··· Bronfragment ···

In deze zaak heeft de Rechtbank Rotterdam op 16 november 2023 uitspraak gedaan in een geschil tussen een eiser, vertegenwoordigd door mr. D. Vanickova, en de Raad van bestuur van het Uitvoeringsinstituut werknemersverzekeringen (verweerder), met als derde-partij Synres Almoco B.V. De zaak betreft de bekorting van een loonsanctie die aan de werkgever van eiser was opgelegd. Eiser, die als senior proces operator werkzaam was, had zich ziekgemeld en een WIA-uitkering aangevraagd. De werkgever had een loonsanctie opgelegd gekregen vanwege onvoldoende re-integratie-inspanningen. Eiser stelde dat de loonsanctie ten onrechte was bekort en dat de werkgever niet adequaat had onderzocht welke passende werkzaamheden er voor hem beschikbaar waren.
De rechtbank heeft vastgesteld dat de werkgever voldoende re-integratie-inspanningen heeft verricht en dat de loonsanctie terecht is bekort. De rechtbank oordeelde dat de arbeidsdeskundige bezwaar en beroep adequaat had gemotiveerd dat er sprake was van een adequaat tweede spoortraject en dat de werkgever voldoende had gedaan om eiser te re-integreren. Eiser had aangevoerd dat de werkgever niet op taakniveau had onderzocht wat de mogelijkheden waren voor hem, maar de rechtbank oordeelde dat de werkgever voldoende had gemotiveerd waarom andere functies niet passend waren. De rechtbank concludeerde dat er geen schending was van de algemene beginselen van behoorlijk bestuur en dat het beroep van eiser ongegrond was.
De uitspraak benadrukt het belang van adequate re-integratie-inspanningen door werkgevers en de rol van de arbeidsdeskundige in het beoordelen van deze inspanningen. De rechtbank heeft de relevante wet- en regelgeving in de bijlage bij de uitspraak opgenomen, wat de juridische context van de beslissing verduidelijkt.

··· Verstrekte gegevens ···

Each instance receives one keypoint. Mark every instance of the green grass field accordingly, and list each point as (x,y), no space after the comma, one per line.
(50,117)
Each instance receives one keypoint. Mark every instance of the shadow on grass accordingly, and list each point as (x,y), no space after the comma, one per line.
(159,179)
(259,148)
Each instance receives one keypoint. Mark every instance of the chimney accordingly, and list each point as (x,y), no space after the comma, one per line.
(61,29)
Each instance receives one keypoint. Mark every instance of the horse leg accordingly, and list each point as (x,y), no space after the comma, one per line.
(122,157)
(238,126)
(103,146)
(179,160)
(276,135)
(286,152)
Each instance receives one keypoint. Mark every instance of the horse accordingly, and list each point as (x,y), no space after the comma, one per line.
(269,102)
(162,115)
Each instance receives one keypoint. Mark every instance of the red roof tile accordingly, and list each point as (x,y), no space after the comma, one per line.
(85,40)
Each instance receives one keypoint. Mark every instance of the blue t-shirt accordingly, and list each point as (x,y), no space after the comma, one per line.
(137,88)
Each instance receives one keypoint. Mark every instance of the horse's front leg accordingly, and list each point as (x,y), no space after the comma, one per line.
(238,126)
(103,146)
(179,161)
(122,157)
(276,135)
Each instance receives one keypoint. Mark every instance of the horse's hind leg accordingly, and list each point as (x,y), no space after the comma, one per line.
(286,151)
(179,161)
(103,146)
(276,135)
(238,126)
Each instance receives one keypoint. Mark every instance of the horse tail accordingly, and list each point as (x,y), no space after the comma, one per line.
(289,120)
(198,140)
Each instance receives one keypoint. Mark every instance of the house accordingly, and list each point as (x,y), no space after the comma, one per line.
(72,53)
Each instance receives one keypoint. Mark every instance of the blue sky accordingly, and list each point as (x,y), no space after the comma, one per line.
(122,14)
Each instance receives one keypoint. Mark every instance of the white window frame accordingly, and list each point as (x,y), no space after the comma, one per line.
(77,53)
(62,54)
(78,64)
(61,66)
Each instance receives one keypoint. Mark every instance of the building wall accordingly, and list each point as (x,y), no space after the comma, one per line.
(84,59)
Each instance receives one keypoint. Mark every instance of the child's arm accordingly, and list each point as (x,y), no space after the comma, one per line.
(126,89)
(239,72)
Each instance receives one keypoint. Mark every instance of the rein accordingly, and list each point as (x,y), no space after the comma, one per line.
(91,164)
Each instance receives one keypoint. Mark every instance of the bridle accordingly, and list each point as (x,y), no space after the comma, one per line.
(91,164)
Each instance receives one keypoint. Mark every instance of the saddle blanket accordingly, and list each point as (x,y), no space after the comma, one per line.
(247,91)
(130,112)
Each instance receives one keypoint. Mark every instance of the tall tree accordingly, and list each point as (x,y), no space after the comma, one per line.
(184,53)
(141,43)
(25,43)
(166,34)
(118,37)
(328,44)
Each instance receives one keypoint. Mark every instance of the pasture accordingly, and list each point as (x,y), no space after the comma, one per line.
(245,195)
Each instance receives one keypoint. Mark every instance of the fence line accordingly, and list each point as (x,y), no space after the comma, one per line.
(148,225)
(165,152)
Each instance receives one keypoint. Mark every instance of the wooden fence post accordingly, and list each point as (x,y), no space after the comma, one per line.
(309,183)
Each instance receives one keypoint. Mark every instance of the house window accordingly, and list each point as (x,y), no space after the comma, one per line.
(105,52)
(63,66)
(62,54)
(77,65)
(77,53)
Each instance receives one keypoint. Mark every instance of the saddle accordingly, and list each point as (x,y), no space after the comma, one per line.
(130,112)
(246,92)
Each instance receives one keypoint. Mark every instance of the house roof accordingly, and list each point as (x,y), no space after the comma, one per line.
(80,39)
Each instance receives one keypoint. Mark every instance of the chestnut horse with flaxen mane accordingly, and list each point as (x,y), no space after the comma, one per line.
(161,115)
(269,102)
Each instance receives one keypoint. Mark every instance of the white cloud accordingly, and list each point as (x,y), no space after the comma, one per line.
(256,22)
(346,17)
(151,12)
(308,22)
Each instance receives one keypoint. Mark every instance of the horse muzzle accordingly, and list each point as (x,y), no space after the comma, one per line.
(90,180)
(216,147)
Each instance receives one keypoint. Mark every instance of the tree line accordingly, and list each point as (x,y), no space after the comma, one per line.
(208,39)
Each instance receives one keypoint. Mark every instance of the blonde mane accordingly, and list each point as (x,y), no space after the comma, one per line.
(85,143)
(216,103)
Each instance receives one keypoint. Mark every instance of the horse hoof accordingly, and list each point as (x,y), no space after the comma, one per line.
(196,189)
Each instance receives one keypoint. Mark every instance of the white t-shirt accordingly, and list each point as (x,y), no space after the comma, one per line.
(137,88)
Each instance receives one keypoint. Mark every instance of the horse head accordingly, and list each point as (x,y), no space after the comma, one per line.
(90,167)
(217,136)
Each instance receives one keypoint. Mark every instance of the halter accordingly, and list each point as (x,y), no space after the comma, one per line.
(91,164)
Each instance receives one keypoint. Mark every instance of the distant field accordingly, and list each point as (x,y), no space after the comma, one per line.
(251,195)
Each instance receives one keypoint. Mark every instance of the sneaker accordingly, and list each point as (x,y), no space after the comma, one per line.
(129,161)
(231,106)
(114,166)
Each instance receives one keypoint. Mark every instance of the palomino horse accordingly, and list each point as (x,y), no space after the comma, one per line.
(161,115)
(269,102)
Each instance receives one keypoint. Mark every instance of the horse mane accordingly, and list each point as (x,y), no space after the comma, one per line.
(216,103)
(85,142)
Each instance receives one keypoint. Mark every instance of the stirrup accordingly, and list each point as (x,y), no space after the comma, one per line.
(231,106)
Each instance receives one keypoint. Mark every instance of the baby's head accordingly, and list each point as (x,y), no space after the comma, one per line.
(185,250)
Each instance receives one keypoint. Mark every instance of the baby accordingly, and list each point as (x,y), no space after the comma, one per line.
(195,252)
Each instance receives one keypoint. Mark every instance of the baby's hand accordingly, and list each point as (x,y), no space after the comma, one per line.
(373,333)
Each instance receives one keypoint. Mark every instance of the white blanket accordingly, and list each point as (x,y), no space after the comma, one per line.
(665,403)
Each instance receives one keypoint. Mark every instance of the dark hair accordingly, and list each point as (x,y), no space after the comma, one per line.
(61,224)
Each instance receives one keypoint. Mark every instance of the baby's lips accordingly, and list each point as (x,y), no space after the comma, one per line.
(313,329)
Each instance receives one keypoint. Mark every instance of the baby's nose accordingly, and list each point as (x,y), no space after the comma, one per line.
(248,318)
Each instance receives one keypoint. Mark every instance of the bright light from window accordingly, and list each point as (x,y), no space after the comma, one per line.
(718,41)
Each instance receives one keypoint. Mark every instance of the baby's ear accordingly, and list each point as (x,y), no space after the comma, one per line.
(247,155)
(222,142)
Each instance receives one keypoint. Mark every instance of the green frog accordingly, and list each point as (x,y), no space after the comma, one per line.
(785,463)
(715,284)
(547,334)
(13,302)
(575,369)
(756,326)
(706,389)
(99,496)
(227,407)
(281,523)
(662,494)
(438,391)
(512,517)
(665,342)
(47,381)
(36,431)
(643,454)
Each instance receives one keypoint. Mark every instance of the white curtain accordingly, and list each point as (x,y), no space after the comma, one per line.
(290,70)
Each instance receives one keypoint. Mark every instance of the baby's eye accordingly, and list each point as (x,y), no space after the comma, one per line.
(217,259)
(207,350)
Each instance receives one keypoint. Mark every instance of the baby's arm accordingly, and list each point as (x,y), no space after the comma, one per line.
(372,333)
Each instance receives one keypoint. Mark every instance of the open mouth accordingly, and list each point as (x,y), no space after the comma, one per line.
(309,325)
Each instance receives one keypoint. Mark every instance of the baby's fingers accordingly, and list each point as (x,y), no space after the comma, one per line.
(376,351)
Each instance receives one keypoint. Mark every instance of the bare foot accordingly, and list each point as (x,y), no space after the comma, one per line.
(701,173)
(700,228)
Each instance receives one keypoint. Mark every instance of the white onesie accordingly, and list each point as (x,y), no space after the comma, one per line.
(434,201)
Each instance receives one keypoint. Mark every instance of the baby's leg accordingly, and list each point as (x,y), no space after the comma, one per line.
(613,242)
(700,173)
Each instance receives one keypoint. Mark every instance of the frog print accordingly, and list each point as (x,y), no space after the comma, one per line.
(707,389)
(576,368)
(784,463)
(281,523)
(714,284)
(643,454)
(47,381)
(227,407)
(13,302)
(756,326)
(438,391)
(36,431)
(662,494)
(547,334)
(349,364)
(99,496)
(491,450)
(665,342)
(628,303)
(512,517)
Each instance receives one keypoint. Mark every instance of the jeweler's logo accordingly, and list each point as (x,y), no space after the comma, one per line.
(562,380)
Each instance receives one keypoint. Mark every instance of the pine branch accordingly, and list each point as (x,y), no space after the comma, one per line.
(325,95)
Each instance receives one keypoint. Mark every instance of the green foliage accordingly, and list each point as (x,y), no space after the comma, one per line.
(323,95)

···

▶ _Details opgave_:
Schrijf het deel van de tekst over de loonsanctie opnieuw op, beginnend bij "De uitspraak benadrukt" en doorlopend tot en met "de beslissing verduidelijkt.". Vervang daarin "arbeidsdeskundige" door "bedrijfsarts".

▶ _Uitwerking opdracht_:
De uitspraak benadrukt het belang van adequate re-integratie-inspanningen door werkgevers en de rol van de bedrijfsarts in het beoordelen van deze inspanningen. De rechtbank heeft de relevante wet- en regelgeving in de bijlage bij de uitspraak opgenomen, wat de juridische context van de beslissing verduidelijkt.